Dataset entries
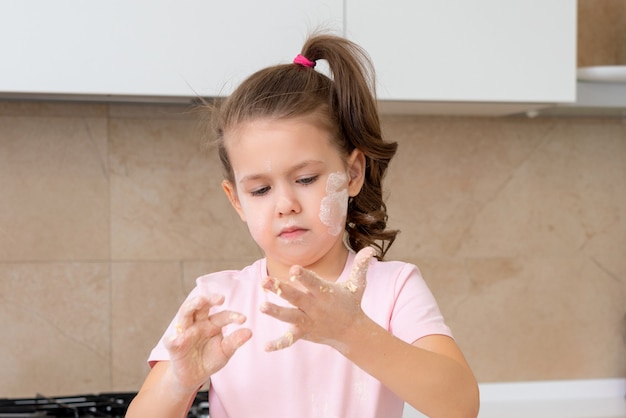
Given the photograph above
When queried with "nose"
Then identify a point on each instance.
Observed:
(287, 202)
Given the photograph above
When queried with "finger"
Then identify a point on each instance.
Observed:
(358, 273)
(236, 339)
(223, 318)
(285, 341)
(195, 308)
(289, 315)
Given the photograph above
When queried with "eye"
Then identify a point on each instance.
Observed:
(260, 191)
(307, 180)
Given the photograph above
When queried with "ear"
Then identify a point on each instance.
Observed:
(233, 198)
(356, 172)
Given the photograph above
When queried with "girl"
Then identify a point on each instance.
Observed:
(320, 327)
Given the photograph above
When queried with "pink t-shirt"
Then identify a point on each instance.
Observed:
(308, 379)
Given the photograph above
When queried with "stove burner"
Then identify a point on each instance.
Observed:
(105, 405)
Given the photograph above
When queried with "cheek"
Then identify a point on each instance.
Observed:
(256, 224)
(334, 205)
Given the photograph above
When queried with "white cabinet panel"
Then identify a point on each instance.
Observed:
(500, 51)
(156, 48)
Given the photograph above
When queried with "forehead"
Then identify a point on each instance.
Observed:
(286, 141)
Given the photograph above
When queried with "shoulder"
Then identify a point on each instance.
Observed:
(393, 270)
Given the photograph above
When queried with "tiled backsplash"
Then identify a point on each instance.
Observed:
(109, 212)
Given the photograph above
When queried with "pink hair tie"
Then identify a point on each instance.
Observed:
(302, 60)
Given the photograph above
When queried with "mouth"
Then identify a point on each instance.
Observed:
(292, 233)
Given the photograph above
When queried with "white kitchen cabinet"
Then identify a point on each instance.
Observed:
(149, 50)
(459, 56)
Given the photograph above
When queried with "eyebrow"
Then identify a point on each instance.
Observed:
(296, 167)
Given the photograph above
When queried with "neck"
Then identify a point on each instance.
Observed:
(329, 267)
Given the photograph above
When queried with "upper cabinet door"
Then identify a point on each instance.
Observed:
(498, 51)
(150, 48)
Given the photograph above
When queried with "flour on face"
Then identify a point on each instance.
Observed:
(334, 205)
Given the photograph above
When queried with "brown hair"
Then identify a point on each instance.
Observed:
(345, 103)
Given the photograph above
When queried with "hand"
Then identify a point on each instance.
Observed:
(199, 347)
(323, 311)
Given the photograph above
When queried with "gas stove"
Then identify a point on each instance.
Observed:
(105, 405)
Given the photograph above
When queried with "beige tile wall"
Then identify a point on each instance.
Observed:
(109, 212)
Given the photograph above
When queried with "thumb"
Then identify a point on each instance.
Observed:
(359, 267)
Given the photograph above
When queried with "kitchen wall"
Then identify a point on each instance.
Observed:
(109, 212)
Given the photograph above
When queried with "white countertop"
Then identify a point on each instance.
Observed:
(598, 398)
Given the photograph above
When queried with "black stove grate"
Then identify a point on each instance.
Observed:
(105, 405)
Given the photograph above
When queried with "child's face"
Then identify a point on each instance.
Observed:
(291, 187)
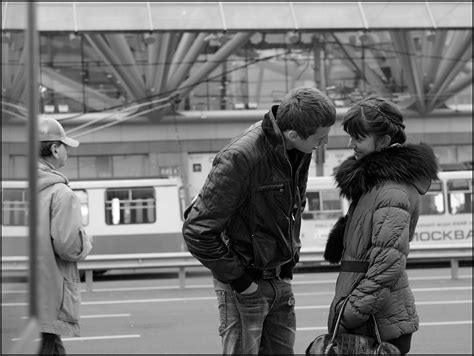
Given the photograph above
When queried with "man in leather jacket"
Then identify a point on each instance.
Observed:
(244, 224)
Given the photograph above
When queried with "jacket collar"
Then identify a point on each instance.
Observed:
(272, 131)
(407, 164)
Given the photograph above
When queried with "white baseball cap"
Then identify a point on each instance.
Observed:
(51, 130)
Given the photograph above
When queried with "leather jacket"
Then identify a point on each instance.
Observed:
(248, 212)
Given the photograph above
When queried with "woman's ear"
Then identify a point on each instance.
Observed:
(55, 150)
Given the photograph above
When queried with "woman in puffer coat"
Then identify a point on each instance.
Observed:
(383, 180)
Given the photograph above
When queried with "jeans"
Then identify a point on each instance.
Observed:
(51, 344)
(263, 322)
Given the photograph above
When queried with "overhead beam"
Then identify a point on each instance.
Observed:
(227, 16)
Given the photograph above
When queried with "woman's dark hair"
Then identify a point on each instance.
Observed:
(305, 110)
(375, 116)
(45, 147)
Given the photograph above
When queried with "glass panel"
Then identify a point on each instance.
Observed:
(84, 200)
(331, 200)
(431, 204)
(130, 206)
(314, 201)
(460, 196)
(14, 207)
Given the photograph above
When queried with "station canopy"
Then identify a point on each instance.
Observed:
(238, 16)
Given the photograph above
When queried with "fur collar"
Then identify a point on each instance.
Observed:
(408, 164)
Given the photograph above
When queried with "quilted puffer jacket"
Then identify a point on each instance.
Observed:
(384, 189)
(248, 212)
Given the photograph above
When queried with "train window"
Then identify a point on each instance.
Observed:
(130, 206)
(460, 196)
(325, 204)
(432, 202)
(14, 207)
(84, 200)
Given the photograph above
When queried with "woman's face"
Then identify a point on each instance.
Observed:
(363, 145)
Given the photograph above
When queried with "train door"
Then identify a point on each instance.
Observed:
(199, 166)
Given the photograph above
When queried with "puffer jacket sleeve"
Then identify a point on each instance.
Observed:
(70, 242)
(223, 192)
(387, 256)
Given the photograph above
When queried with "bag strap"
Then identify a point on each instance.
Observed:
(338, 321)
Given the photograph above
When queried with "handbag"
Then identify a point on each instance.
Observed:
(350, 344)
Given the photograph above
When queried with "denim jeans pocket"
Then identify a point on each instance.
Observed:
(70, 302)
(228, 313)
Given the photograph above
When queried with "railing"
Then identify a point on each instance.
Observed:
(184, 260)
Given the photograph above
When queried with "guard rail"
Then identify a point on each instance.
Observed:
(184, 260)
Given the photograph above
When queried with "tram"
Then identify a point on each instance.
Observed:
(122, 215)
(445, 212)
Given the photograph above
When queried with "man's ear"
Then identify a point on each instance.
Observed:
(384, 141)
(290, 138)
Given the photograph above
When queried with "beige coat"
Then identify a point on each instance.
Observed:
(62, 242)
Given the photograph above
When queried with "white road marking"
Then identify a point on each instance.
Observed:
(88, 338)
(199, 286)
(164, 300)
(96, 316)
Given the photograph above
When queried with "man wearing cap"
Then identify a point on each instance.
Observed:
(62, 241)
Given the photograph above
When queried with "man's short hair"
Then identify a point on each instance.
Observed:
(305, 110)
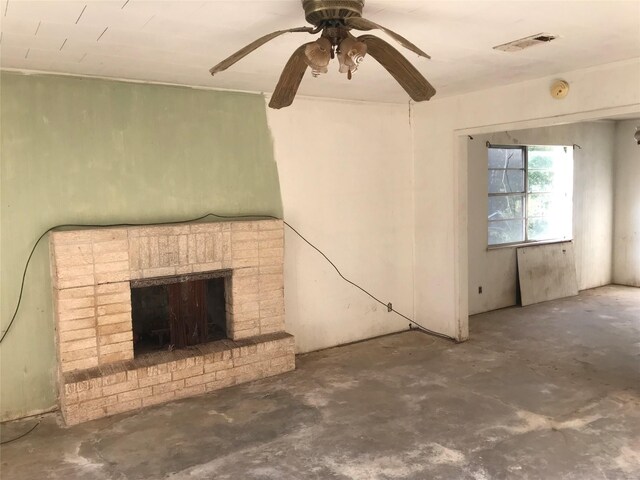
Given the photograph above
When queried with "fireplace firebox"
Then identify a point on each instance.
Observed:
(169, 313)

Task item: Give the data again exactly, without pictures.

Solution for this exercise:
Given the photograph above
When queried with "nose"
Then identify a point on each instance.
Observed:
(287, 202)
Given the photograph above
When queried with "finger"
Then identify a point on each instance.
Observed:
(358, 273)
(236, 339)
(223, 318)
(285, 341)
(195, 308)
(289, 315)
Given the photograph above
When queried with "eye"
Then identify a point on each instance.
Observed:
(260, 191)
(307, 180)
Given the photograph above
When queried with "ear"
Then identify a point on each instance.
Observed:
(233, 198)
(356, 172)
Given the photograph above
When queried with "girl"
Then identify a point on each instance.
Observed:
(320, 327)
Given the photograph above
When queried with "pink t-shirt"
Then identify a point on each instance.
Observed:
(308, 379)
Given the photograph above
When queried with "stove burner"
Then identify a point on each instance.
Observed:
(105, 405)
Given the photograph above
When queried with "cheek"
Then identify a point on each instance.
Observed:
(256, 224)
(334, 205)
Given the photograph above
When queried with "white cabinet panel"
Then identify a point on each instance.
Observed:
(500, 51)
(156, 48)
Given the photograph above
When queried with "forehead"
Then identify a point on each instance.
Observed:
(286, 141)
Given the photograph above
When queried with "shoulder"
Then identify a point on each instance.
Observed:
(393, 270)
Given the photograph above
When queried with "tiled backsplash"
Then identify a point on each instance.
Observed:
(109, 212)
Given the photograph above
When queried with "pink hair tie"
Then identify a point on each instance.
Observed:
(302, 60)
Given the photograph above
When queried with "mouth"
Then identify a point on each instance.
Observed:
(292, 233)
Given the photograph above
When queried with "white kitchen cabinet"
Then identify a point on each instance.
Observed:
(149, 50)
(459, 56)
Given the photograph above
When queried with "eyebrow"
Then identify a point on each instance.
Observed:
(296, 167)
Given the photograph above
When queried with "neck"
Then identify a point on each instance.
Observed:
(329, 267)
Given the photograph above
When queried with "upper cabinet door"
Then identify a point on each instance.
Observed:
(498, 51)
(150, 48)
Given the photograph above
When queried with "flour on face"
Then identify a point on each instance.
Observed:
(334, 205)
Given the photograph above
When queried with "brown hair"
Then identify a point on each instance.
Observed:
(345, 103)
Given the photograph above
When queried with "hand"
Then identify a point on each instance.
Observed:
(199, 347)
(323, 311)
Given the photograph above
When queried with "gas stove"
Then identify a point on each instance.
Observed:
(105, 405)
Given the photograph above
When queried with "beige tile wall"
Then identify a point on each instance.
Observed:
(109, 212)
Given the photograph above
When queried with "thumb"
Then identify a point on each instance.
Observed:
(359, 267)
Given the photograph above
When queried with "kitchen wall"
Then identify a point on each instance.
Observed:
(109, 212)
Given the photograph above
When queried with "white countertop"
Then identify a point on each instance.
Observed:
(598, 398)
Given the photograph above
When queried with "black stove grate"
Then identify a point on each instance.
Observed:
(105, 405)
Given the photograph above
When queried with "child's face"
Then identify a point on each instance.
Observed:
(291, 187)
Given the photograph above
When queried with "man in leather jacket"
Then identify a point on each instance.
Observed:
(244, 224)
Given the photograph above
When queried with "jacket collar"
Then identify a point on each instance.
Observed:
(272, 131)
(407, 164)
Given the photograph above
When queried with "white baseball cap"
Then identify a point on each instance.
Observed:
(51, 130)
Given the photograph above
When queried with "leather jacket"
Then identify a point on each instance.
Observed:
(248, 212)
Given the photograph above
When queried with "woman's ear"
Then identify a point on each instance.
Observed:
(55, 150)
Given the photograph above
When queried with "woman in puffer coat"
Then identify a point on each instance.
Observed:
(383, 180)
Given the photograph above
When queried with "jeans"
Then identify a point on each instance.
Observed:
(51, 344)
(263, 322)
Given the photograph above
When queried with "overhead beam"
Then identify a point on each instance.
Observed:
(227, 16)
Given the photograph above
When queried with "woman's dark hair"
Then identify a point on each instance.
Observed:
(305, 110)
(375, 116)
(45, 147)
Given the photograph above
When queried with "glass panel"
Then identify a point on each instance.
Observed:
(84, 200)
(331, 200)
(431, 204)
(130, 206)
(314, 201)
(460, 196)
(14, 207)
Given the photograph above
When queried with "station canopy"
Then identify a point on each instance.
Observed:
(238, 16)
Given the photograph above
When queried with "fur collar"
Then identify a point on each instance.
Observed:
(408, 164)
Given the photograph above
When queried with "quilted puffer jacket"
Then identify a point on each instance.
Observed:
(384, 189)
(248, 212)
Given the photograph above
When queried with "train window"
Then identify a point on each instance.
Observed:
(130, 206)
(460, 196)
(325, 204)
(432, 202)
(14, 207)
(84, 200)
Given the photograph above
When queried with "woman's face"
Then identify a point on each instance.
Observed:
(363, 145)
Given the photograph above
When queried with "train door"
Then identify a point on each instance.
Observed:
(199, 166)
Given the photograph above
When queried with "puffer jacket sleeve"
Then identify a point on each instance.
Observed:
(70, 242)
(223, 192)
(387, 256)
Given the photograph above
When queried with "bag strap"
Then identify a point on each instance.
Observed:
(338, 321)
Given the photograph above
When queried with "handbag"
Then identify a point on each instance.
Observed:
(350, 344)
Given the photograph above
When queried with "denim jeans pocket"
Then identify a point on each instance.
Observed:
(70, 302)
(228, 313)
Given the photograph above
When queried with "railing"
Then identify a point on each instance.
Observed:
(184, 260)
Given the photograph above
When queried with "guard rail"
Then identify a point on each instance.
Observed:
(184, 260)
Given the photograph above
When queried with "tram"
Then identify a point on each instance.
Observed:
(122, 215)
(445, 212)
Given the photograph above
When queried with "man's ear"
Then identify a point on each instance.
Observed:
(384, 141)
(290, 138)
Given the photograph above
When queried with "beige coat"
Then identify a point on each instance.
Observed:
(62, 242)
Given the photograph above
When queried with "white road marking"
Then identify a point on each instance.
Observed:
(88, 338)
(199, 286)
(164, 300)
(96, 316)
Given the photograph above
When queried with "man wearing cap"
Then identify a point on each instance.
Observed:
(62, 241)
Given the photograph above
When queried with "man's short hair"
Then identify a point on each instance.
Observed:
(305, 110)
Given the photograph above
When queried with "fireplace firebox"
Then identify a point on each instance.
Observed:
(169, 313)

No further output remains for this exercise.